#### [THE INPUT]

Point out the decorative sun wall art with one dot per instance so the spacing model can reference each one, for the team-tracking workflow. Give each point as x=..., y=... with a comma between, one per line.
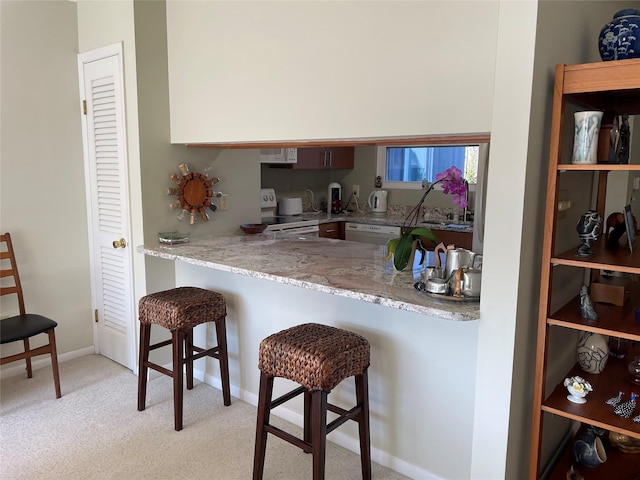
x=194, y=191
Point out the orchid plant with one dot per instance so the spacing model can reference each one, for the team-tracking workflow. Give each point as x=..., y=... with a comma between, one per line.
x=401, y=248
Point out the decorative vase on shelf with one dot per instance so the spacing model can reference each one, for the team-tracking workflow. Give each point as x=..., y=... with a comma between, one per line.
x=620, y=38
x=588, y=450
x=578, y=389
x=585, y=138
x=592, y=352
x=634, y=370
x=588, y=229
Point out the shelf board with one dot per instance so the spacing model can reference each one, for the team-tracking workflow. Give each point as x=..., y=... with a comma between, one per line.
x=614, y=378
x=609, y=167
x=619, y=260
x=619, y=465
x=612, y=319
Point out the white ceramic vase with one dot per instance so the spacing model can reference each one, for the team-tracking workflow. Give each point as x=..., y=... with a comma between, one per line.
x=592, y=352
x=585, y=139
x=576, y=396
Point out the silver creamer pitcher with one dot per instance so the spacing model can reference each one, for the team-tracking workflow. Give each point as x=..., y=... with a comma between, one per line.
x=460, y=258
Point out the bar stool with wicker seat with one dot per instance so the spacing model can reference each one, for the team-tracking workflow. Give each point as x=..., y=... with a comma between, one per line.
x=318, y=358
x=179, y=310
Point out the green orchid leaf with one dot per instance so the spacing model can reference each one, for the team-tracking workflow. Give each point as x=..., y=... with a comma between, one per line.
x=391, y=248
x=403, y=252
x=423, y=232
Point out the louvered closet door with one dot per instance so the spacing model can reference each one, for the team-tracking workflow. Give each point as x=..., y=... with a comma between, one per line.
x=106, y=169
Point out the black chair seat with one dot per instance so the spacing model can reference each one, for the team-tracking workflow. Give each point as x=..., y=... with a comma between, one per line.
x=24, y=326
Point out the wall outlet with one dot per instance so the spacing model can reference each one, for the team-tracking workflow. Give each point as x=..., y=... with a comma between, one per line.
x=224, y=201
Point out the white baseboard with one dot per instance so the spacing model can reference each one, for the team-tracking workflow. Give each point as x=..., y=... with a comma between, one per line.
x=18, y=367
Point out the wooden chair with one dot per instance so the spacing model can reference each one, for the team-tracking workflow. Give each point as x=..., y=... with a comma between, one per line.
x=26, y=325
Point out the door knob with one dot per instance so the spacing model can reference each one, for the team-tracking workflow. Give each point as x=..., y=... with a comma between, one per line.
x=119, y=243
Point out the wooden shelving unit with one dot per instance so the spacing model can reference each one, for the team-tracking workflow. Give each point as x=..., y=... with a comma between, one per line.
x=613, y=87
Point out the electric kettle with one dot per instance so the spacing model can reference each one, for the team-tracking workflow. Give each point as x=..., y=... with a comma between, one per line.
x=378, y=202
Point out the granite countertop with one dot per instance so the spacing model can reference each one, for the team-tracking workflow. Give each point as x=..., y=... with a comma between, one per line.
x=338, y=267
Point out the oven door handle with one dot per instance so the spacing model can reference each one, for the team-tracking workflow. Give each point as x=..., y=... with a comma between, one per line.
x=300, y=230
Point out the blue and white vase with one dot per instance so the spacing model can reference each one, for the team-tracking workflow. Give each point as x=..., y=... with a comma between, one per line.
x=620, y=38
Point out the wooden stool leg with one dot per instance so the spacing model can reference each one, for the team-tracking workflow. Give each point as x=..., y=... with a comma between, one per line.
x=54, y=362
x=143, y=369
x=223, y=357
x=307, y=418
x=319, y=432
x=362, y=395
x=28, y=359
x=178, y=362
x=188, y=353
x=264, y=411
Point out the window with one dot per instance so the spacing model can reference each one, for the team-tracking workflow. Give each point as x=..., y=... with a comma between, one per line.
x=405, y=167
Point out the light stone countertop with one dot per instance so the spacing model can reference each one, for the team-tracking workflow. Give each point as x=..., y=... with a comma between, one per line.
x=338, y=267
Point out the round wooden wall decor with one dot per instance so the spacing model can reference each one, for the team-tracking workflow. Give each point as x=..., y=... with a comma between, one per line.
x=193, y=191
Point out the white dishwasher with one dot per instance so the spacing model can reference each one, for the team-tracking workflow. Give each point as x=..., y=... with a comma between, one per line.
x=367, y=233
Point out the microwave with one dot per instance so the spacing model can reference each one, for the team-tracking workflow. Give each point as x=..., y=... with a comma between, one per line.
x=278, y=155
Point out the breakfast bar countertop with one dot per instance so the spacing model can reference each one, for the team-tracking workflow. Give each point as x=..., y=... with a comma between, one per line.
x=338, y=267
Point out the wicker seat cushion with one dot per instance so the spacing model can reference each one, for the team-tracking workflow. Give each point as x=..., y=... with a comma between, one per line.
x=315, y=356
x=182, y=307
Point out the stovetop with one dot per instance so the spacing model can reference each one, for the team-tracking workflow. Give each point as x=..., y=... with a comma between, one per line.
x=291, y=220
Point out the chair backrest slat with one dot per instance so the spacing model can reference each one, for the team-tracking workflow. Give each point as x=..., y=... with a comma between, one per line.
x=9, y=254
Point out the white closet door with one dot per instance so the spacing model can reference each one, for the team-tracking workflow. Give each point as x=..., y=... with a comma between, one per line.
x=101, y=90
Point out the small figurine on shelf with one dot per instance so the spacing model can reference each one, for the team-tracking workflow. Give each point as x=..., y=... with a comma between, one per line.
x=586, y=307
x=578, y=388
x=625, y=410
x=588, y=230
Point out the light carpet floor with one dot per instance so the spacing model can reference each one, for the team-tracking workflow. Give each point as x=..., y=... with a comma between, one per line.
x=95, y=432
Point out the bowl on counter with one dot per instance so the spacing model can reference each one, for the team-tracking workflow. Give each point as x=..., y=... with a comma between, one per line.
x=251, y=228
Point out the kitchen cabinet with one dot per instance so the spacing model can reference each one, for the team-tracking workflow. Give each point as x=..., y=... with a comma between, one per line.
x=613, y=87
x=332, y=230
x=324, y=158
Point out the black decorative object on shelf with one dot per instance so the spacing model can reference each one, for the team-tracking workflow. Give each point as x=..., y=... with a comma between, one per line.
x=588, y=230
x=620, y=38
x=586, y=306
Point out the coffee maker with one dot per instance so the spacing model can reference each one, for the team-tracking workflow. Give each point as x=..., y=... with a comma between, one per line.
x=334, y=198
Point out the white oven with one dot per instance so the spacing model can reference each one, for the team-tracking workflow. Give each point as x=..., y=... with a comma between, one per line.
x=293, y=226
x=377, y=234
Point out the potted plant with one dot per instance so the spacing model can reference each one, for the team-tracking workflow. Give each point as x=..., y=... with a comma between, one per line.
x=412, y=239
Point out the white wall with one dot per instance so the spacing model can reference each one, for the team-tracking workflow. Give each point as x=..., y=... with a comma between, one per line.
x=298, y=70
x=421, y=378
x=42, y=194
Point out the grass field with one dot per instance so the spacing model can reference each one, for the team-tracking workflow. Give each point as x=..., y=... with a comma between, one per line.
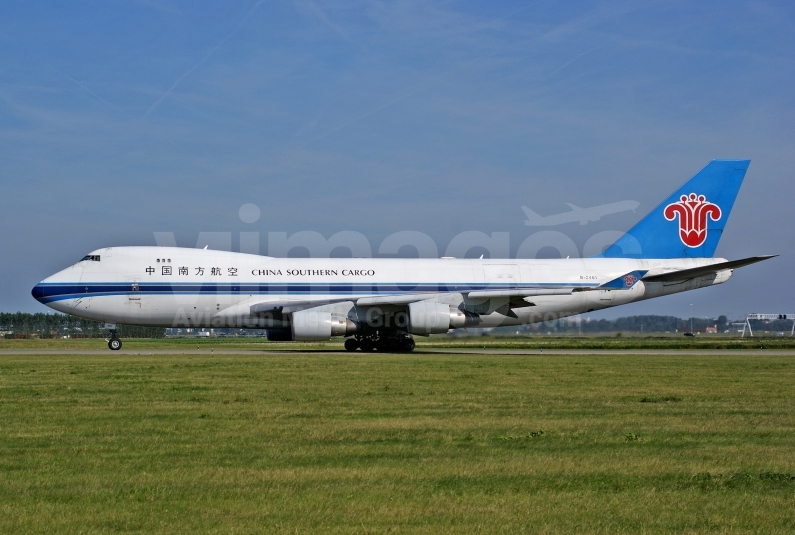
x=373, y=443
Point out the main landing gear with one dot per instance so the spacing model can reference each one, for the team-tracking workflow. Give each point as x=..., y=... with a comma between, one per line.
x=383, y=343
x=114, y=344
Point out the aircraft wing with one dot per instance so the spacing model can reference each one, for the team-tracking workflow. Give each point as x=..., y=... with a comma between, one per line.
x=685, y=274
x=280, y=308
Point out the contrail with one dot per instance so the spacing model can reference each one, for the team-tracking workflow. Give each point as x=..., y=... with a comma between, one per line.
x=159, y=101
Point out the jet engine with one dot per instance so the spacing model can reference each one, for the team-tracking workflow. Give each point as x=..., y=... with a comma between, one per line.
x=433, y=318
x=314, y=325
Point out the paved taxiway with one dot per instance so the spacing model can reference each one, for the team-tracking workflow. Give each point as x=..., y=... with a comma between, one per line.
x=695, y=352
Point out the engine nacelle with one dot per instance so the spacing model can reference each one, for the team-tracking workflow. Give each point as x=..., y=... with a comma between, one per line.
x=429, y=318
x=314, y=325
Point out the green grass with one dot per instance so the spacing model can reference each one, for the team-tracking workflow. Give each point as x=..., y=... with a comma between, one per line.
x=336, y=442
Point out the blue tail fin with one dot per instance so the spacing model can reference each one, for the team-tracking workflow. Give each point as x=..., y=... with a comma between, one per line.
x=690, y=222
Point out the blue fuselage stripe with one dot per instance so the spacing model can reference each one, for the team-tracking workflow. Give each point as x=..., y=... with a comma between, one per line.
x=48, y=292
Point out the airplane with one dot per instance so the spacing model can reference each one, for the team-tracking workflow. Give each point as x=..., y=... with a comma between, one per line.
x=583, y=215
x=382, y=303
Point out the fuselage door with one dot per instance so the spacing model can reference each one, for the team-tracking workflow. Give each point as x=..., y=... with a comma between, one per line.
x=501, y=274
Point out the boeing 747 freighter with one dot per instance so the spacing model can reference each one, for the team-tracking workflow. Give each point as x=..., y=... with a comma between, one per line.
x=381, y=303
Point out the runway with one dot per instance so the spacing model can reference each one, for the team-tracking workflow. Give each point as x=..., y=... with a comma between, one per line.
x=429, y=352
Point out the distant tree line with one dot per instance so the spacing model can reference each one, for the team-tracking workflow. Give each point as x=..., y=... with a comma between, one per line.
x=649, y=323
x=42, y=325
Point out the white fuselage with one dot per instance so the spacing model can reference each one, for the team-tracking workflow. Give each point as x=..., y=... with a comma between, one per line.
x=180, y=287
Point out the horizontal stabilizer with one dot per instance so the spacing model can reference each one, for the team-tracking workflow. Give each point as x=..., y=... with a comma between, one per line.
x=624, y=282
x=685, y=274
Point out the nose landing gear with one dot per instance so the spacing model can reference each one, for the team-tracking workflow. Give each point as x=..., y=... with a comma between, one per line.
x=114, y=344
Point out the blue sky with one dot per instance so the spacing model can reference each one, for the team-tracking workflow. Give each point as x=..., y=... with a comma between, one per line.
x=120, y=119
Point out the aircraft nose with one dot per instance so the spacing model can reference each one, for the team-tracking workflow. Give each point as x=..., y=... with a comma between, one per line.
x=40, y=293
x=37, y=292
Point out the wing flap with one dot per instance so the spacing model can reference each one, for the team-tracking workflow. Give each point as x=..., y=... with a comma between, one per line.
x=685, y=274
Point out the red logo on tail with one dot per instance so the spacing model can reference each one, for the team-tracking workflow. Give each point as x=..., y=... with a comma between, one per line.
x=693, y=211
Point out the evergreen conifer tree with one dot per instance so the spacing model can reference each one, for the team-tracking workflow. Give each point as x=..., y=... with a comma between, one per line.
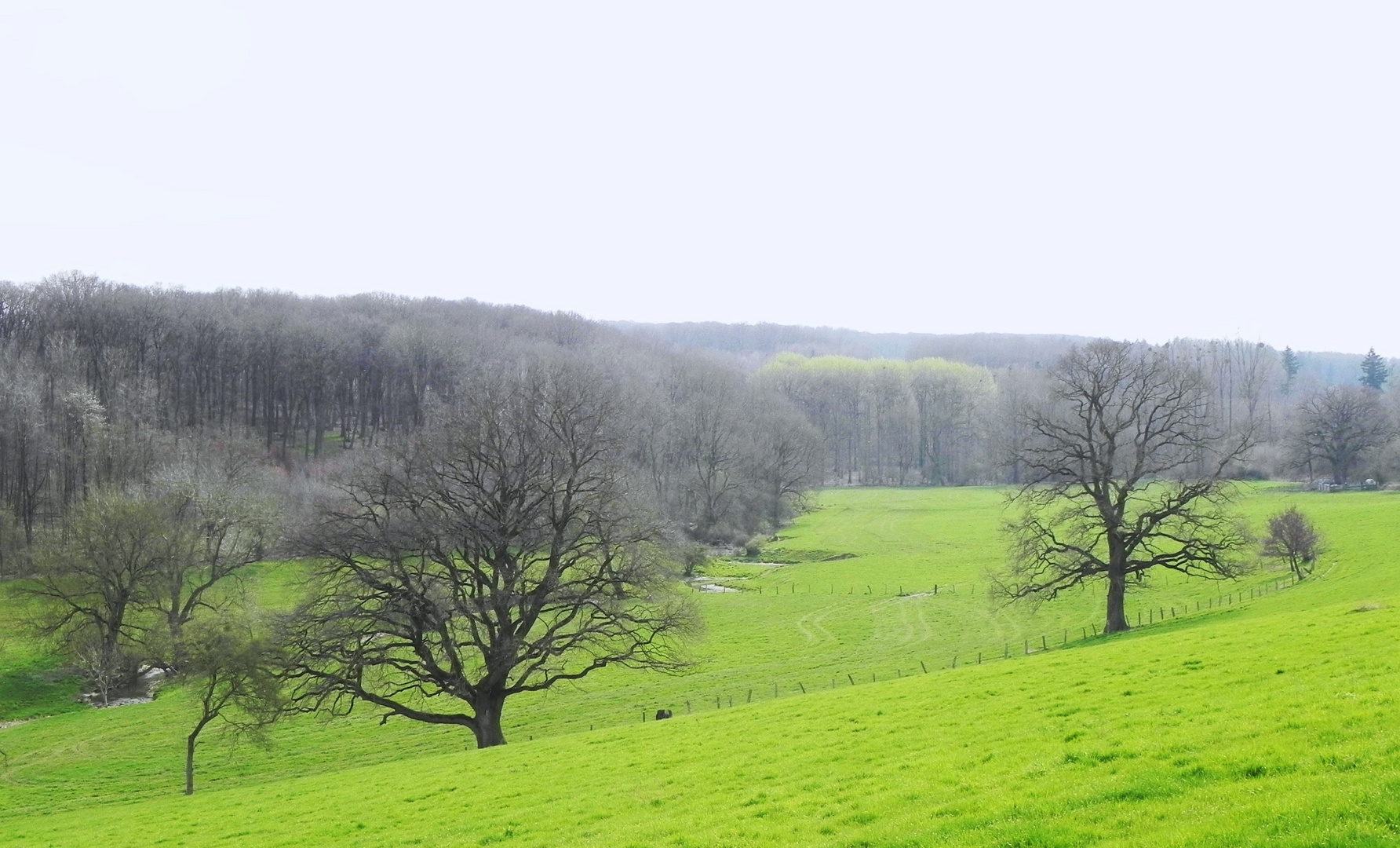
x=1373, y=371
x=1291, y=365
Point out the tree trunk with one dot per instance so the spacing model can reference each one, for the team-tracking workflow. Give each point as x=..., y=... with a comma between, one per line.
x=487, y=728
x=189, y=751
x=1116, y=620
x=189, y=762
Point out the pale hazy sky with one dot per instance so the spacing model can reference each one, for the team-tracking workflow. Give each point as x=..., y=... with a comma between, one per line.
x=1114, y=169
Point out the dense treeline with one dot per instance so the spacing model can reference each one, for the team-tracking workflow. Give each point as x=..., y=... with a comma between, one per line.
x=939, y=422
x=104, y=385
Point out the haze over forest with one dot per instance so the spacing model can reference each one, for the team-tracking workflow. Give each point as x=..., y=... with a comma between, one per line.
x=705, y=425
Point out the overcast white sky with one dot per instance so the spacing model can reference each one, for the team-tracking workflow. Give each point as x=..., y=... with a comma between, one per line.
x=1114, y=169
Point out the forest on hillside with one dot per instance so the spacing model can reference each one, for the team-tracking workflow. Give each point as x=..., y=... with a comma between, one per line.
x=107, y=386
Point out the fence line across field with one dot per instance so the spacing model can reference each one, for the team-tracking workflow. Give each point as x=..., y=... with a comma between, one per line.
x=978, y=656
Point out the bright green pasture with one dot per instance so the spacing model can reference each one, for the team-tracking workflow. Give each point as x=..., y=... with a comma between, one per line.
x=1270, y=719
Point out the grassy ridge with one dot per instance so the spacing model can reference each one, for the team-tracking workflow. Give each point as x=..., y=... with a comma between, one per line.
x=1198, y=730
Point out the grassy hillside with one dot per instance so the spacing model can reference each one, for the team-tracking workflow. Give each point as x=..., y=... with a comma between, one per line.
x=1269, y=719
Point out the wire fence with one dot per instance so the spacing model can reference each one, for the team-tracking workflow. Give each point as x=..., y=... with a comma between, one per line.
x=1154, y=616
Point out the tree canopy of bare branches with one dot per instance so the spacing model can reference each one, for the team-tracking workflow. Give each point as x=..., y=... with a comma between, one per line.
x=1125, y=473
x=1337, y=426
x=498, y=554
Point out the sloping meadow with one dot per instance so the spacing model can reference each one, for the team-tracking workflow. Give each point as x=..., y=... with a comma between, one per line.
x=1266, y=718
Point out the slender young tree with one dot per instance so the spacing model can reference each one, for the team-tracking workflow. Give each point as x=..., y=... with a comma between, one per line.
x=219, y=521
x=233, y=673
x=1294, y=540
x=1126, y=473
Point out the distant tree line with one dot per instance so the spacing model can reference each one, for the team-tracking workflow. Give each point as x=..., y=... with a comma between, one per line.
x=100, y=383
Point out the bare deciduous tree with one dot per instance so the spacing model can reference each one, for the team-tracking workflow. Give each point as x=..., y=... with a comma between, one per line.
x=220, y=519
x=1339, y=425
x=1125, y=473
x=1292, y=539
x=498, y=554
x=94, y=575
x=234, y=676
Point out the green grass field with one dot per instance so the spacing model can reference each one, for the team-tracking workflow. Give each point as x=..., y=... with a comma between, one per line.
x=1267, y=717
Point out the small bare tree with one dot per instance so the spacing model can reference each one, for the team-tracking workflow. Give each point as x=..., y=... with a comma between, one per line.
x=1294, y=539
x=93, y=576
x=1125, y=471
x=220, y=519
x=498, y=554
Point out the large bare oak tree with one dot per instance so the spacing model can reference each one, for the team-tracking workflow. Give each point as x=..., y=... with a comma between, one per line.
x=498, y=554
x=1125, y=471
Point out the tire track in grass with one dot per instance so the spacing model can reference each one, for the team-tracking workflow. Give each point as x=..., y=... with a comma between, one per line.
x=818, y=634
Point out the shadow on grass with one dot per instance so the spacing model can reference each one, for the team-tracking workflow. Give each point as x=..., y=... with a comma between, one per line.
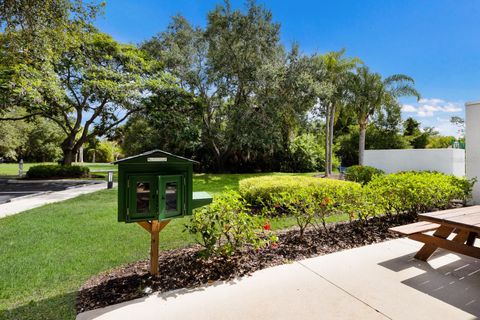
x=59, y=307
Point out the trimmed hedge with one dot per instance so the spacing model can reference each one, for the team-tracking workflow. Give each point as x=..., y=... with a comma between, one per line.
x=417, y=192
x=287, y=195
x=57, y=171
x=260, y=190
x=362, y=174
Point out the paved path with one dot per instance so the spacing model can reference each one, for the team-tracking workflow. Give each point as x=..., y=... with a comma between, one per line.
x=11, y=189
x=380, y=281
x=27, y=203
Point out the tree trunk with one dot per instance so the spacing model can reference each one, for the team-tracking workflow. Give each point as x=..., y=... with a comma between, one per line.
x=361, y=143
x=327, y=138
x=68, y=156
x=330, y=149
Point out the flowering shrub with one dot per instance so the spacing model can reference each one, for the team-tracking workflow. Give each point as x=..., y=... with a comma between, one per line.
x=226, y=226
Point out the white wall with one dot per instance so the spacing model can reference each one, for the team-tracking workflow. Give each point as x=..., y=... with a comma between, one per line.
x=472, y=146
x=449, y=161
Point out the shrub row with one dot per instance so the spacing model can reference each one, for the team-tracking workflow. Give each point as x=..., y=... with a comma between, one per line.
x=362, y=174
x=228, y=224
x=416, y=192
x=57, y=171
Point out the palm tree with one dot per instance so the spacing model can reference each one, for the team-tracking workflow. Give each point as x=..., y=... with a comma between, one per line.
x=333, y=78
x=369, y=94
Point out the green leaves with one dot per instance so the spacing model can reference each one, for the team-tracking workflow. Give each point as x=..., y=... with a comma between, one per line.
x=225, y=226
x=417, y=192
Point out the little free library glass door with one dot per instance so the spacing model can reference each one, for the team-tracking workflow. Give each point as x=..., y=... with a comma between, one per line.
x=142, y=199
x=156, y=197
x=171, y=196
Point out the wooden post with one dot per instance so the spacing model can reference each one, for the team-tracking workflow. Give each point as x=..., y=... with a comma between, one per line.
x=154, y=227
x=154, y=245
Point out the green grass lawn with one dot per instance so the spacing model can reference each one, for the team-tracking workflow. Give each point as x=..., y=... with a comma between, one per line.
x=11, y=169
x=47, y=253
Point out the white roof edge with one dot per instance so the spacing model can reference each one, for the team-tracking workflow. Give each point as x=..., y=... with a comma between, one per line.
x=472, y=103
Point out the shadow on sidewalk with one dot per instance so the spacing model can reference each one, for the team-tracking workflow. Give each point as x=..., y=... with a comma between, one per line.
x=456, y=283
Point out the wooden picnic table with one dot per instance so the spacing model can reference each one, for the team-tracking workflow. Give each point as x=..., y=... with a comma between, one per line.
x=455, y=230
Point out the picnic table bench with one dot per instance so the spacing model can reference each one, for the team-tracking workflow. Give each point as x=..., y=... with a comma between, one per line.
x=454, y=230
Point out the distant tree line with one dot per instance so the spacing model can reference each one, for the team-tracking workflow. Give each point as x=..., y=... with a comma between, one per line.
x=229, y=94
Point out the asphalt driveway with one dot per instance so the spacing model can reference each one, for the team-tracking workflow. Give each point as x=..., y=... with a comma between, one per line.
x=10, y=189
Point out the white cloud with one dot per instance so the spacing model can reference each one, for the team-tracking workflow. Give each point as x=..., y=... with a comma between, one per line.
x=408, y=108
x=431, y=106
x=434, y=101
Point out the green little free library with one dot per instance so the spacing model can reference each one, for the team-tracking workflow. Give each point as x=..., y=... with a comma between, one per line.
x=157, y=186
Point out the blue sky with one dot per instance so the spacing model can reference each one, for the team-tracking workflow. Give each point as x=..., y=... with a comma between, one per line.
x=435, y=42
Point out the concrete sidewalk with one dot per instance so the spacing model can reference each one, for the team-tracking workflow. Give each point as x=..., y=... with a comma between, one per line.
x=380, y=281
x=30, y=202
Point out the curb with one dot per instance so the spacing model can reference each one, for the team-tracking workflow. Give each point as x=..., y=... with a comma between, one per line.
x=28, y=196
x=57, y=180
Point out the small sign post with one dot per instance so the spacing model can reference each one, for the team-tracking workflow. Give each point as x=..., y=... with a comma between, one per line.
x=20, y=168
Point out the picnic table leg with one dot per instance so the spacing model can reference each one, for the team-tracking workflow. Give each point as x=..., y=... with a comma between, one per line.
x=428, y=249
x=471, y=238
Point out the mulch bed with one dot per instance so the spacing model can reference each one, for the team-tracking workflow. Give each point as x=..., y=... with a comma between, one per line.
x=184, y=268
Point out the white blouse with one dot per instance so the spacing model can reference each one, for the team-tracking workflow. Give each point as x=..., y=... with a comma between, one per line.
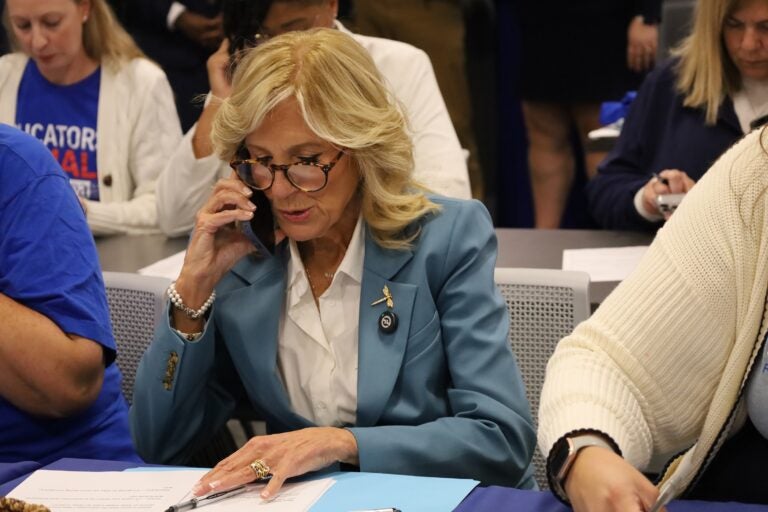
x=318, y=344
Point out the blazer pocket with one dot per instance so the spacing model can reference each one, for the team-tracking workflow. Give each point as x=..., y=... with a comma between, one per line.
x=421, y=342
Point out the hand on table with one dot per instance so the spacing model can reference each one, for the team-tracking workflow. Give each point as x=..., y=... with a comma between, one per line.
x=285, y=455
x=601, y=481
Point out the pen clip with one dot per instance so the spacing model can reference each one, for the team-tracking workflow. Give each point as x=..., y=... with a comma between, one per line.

#### [STATED PROBLEM]
Rename "grassy" to "turf-covered" in everything from the line containing "Point out the grassy ridge" down to the line containing "x=234, y=676", then reproduce those lines with nothing else altered.

#### [SOLVED PROBLEM]
Point out the turf-covered ridge with one dot per instance so the spacing model can reference each one, for the team-tracking workflow. Give each point as x=..., y=... with a comma between, one per line.
x=1198, y=730
Point out the turf-covered hillside with one dot per instance so the spacing model can reference each one, for the team-tracking workflow. Give each point as x=..., y=... with a comma between, one per line.
x=1269, y=719
Point out the wire fence with one dot per instance so the spacing model can reference each one, for the team-tracking workflow. Give each point as x=..., y=... with a comma between, one per line.
x=1154, y=616
Point out the tree canopy of bare branches with one dot per instance so the spacing model can reference each one, for the team-tracking workflow. Give each point as x=..., y=... with a comma between, one per line.
x=1125, y=473
x=1337, y=426
x=498, y=554
Point out the sloping meadow with one dot per instance so the spacing model can reference each one, for the team-tracking workflow. Give each point as x=..., y=... with a comma between, one per line.
x=1266, y=718
Point out the slender young tree with one dot per instance so the spacing model can reference each one, for the team-tracking workflow. Give each point as x=..., y=... with a comma between, one per line.
x=219, y=521
x=233, y=673
x=1294, y=540
x=1126, y=473
Point out the distant tree line with one dot per instance so the spacing model can reference each one, for the team-tracking workflow. Give each point as x=..., y=... with a comma between, one per line.
x=100, y=383
Point out the bare deciduous tree with one dot per instance so the spacing model can reference each one, for the team-tracking workflow. Give each point as x=..., y=... with a comma between, one per line.
x=220, y=519
x=1339, y=425
x=1125, y=473
x=1292, y=539
x=498, y=554
x=94, y=575
x=234, y=676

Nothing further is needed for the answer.